- [Énoncé A]:
Dans le texte sur la transmission juive, quels éléments suffisaient autrefois à garantir la pérennité de cette vision ?
- [Énoncé B]:
Pouvez-vous recopier, dans le texte sur la transmission juive, le passage qui commence par « Donner à l’enfant, dès » et s'achève sur « le bon choix. » ?

Vivre et penser pour demain autant que pour aujourd’hui. S’il fallait inventer une devise pour le peuple juif, peut-être celle-ci pourrait-elle le représenter avec assez de fidélité. De fait, il existe peu de peuple qui ait, au fil des temps, manifesté un tel souci de la génération suivante, une telle volonté de transmission. Le peuple juif est décidément, plus que celui du souvenir, celui qui sait que l’avenir ne peut se construire durablement sans conscience ou sans mémoire. C’est alors que la question essentielle s’élève : comment assurer cette transmission ? Dans les temps passés, cette interrogation n’existait pas. Alors, la fermeture des sociétés d’accueil, que venaient compenser la solidité des liens familiaux et la tradition reçue de ses parents, suffisait pour garantir la pérennité de notre vision. Aujourd’hui, tout cela dépend uniquement de nous.
Certes, nul ne regrettera une telle évolution. Vivre dans un monde libre et ouvert, plein de tous les possibles, est un rêve que nos aïeux ne purent même pas partager tant cette perspective leur était lointaine. Mais ce nouvel environnement global donne aussi à chacun une responsabilité particulière : il faut donner à nos enfants tout ce dont, demain, ils auront besoin pour continuer de porter notre flamme. Car, il ne faut pas s’y tromper : c’est dans les années d’enfance et de jeunesse que tout cela se joue. La métaphore est connue : quand un arbre adulte est frappé par le sort, la plaie qui s’ouvre sur son tronc, aussi profonde qu’elle soit, pourra se refermer et n’entravera pas durablement son développement ; quand l’arbre est encore jeune, la même plaie pourra conduire à une vraie déformation qui nuira à toute son existence future. C’est dire que les années de formation sont essentielles. C’est dire aussi que l’éducation juive est une exigence de chaque instant et un impératif dont il faut, sans cesse, réaffirmer l’urgence.
Donner à l’enfant, dès sa naissance, un environnement qui lui permettra de s’épanouir car il sera celui de sa propre essence, de son héritage spirituel, intellectuel et moral ancestral, c’est lui donner le secret d’une vie profondément harmonieuse. Etre en accord avec soi, vivre l’équilibre de la justesse, ressentir la douceur et la force d’une transmission commencée à l’aube des temps et qui se poursuit dans les temps à venir, plus loin que la vue peut porter : c’est là l’enjeu de l’éducation juive. Alors que les écoles juives se sont multipliées, que les Talmud Torah sont largement ouverts, que les lieux d’enseignement sont accessibles à tous, il ne reste qu’à mettre en œuvre le plus beau privilège de l’homme : la liberté de faire le bon choix.

- [Matériel]:
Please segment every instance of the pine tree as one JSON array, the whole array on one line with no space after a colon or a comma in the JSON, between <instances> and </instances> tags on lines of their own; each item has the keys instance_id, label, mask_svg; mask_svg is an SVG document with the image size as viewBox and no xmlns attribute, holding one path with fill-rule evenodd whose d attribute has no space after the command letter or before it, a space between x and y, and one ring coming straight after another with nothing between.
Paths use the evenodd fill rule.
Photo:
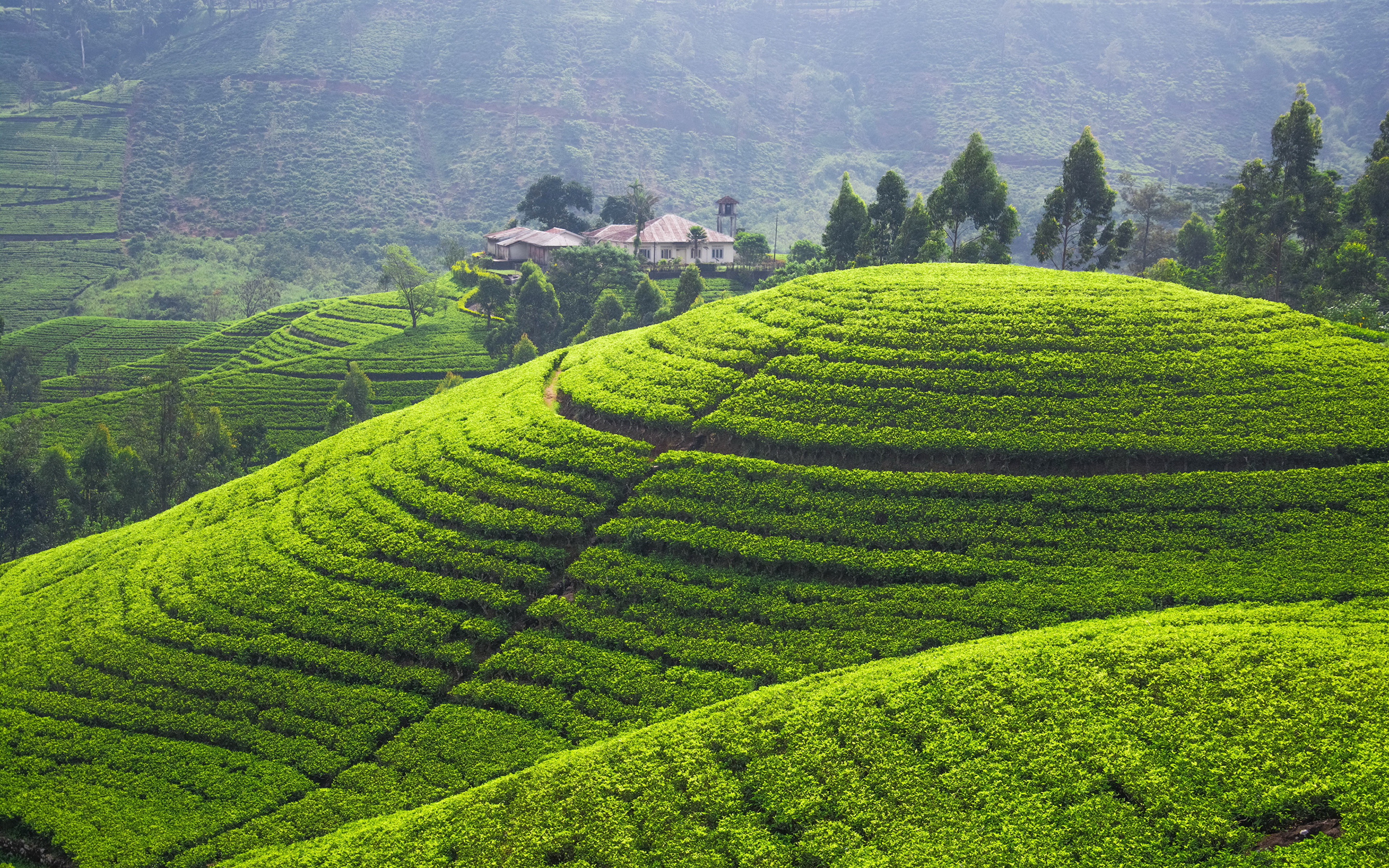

- [Réponse A]:
La fermeture des sociétés d'accueil, la solidité des liens familiaux et la tradition reçue de ses parents.

- [Réponse B]:
Donner à l’enfant, dès sa naissance, un environnement qui lui permettra de s’épanouir car il sera celui de sa propre essence, de son héritage spirituel, intellectuel et moral ancestral, c’est lui donner le secret d’une vie profondément harmonieuse. Etre en accord avec soi, vivre l’équilibre de la justesse, ressentir la douceur et la force d’une transmission commencée à l’aube des temps et qui se poursuit dans les temps à venir, plus loin que la vue peut porter : c’est là l’enjeu de l’éducation juive. Alors que les écoles juives se sont multipliées, que les Talmud Torah sont largement ouverts, que les lieux d’enseignement sont accessibles à tous, il ne reste qu’à mettre en œuvre le plus beau privilège de l’homme : la liberté de faire le bon choix.